▶ _Description of the task_
Review the material and extract every line in which the word "stone" occurs.
(Task inputs begins)
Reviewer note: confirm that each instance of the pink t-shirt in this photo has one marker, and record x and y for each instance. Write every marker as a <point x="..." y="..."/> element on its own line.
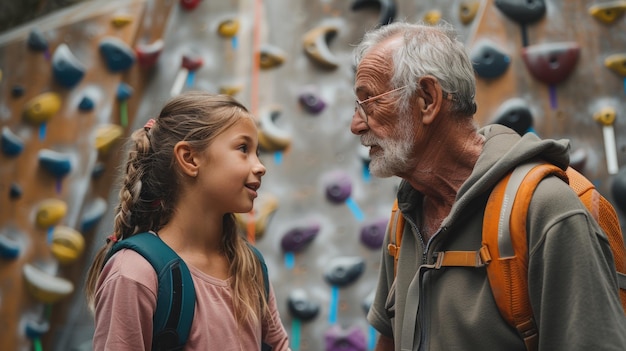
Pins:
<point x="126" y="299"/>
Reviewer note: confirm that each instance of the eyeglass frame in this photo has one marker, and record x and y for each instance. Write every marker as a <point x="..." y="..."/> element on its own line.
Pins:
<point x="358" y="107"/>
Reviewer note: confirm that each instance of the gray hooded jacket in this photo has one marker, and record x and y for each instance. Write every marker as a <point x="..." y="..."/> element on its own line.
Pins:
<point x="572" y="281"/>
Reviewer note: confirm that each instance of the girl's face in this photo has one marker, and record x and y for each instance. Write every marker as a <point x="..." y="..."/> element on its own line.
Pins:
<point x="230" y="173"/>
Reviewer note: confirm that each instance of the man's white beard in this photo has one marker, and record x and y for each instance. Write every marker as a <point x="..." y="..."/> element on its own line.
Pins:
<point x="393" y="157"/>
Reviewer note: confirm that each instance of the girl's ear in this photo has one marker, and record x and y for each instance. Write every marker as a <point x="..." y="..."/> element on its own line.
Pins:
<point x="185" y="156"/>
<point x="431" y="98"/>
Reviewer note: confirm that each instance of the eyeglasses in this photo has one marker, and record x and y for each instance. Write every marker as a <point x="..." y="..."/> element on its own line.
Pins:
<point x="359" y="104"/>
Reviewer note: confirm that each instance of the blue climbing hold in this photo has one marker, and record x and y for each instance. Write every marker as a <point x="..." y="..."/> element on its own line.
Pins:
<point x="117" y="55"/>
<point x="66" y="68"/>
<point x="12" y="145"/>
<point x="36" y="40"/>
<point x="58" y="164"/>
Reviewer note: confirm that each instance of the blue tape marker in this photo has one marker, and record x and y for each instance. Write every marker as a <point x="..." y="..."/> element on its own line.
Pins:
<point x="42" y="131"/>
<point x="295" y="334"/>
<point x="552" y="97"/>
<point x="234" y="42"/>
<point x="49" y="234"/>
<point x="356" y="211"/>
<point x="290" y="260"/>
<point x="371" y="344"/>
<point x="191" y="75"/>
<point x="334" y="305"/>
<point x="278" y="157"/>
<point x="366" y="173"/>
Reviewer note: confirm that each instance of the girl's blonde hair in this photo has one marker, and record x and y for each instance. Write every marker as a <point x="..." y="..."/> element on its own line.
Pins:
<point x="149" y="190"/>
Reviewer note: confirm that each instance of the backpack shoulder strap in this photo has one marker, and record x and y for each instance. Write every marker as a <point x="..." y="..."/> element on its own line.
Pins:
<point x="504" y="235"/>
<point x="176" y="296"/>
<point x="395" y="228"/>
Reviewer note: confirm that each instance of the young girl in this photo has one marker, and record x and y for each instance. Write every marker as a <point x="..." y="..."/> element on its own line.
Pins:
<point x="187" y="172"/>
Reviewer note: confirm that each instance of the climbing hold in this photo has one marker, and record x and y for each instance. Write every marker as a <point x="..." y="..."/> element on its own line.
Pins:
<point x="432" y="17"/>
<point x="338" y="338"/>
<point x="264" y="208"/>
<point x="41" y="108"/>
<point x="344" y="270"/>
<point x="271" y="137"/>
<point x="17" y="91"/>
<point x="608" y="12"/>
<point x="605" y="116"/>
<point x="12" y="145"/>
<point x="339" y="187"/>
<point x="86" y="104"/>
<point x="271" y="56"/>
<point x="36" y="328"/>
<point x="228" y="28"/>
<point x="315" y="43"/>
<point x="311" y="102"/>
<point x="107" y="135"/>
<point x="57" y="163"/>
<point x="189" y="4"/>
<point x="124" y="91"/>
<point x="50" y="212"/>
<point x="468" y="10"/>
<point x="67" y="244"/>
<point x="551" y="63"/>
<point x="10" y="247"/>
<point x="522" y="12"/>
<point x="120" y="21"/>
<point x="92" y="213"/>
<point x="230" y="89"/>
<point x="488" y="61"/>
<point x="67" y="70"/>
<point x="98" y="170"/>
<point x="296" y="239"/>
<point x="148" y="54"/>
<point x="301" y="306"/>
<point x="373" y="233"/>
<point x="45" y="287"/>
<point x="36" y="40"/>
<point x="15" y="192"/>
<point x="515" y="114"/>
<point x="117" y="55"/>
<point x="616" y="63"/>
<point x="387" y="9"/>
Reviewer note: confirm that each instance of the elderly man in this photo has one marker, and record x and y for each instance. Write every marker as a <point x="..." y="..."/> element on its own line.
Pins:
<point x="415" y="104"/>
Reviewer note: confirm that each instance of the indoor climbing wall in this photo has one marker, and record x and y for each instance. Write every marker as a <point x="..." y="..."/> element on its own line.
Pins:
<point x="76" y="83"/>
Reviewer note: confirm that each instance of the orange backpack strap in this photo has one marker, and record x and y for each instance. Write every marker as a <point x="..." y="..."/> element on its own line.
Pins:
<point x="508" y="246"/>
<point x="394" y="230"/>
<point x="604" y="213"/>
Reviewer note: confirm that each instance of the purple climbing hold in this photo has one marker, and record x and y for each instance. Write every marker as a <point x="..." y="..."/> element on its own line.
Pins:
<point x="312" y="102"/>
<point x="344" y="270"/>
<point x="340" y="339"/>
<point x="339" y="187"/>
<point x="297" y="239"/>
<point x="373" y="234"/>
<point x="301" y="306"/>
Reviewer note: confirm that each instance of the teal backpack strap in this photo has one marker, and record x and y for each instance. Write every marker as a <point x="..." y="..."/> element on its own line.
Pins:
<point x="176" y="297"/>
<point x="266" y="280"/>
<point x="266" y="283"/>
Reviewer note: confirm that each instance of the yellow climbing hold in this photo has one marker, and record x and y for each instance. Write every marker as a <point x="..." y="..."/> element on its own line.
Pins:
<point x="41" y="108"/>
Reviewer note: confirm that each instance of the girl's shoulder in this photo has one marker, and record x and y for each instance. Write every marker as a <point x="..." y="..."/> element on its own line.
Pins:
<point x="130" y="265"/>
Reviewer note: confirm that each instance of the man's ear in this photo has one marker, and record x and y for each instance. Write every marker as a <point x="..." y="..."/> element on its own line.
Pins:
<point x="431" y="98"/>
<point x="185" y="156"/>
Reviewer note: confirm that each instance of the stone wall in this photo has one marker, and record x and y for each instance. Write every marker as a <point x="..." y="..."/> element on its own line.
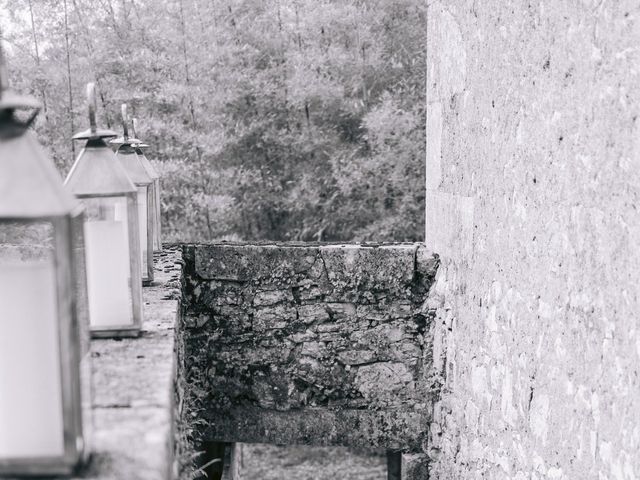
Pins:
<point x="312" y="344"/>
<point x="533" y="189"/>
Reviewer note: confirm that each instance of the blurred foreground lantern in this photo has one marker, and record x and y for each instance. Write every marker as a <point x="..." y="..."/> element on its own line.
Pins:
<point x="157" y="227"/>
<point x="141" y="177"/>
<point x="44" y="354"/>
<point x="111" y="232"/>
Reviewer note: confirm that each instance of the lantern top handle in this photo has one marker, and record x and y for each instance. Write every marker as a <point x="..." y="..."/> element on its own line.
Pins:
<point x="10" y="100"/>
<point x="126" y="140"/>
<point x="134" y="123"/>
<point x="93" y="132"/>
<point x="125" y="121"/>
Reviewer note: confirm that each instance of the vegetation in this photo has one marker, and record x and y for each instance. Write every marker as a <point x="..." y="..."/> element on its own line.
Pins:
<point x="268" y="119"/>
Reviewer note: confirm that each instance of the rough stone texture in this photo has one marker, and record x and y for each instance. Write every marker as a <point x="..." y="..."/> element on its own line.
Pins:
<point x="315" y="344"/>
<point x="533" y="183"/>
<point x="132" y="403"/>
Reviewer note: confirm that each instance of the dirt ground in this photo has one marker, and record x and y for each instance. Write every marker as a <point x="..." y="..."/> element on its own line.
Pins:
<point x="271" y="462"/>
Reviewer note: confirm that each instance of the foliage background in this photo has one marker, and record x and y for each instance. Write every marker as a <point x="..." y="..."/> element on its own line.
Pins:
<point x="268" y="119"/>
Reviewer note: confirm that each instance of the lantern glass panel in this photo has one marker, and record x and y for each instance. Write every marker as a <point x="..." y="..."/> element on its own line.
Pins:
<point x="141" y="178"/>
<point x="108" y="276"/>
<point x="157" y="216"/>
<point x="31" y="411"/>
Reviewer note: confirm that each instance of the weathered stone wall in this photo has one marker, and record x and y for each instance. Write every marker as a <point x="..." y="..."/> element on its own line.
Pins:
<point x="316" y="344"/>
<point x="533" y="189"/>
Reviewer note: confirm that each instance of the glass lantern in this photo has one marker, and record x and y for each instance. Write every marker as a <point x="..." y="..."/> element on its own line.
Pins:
(Task inputs ends)
▶ _Task result_
Reviewer note: confirm that each instance of the stone wall in this photo has one marker, and record x and y for each instance. Write every marker as a <point x="..." y="..."/> element on its own line.
Reviewer note: confirm that each instance of the rough stone texture in this photo has one marker, and record x and y for each instance. Write every marker as a <point x="..." y="..."/> element on its own line.
Reviewer note: confirm that each instance of the weathered stone wall in this photo has one marker, and record x and y for each instance. Write every marker as a <point x="..." y="..."/> element on its own line.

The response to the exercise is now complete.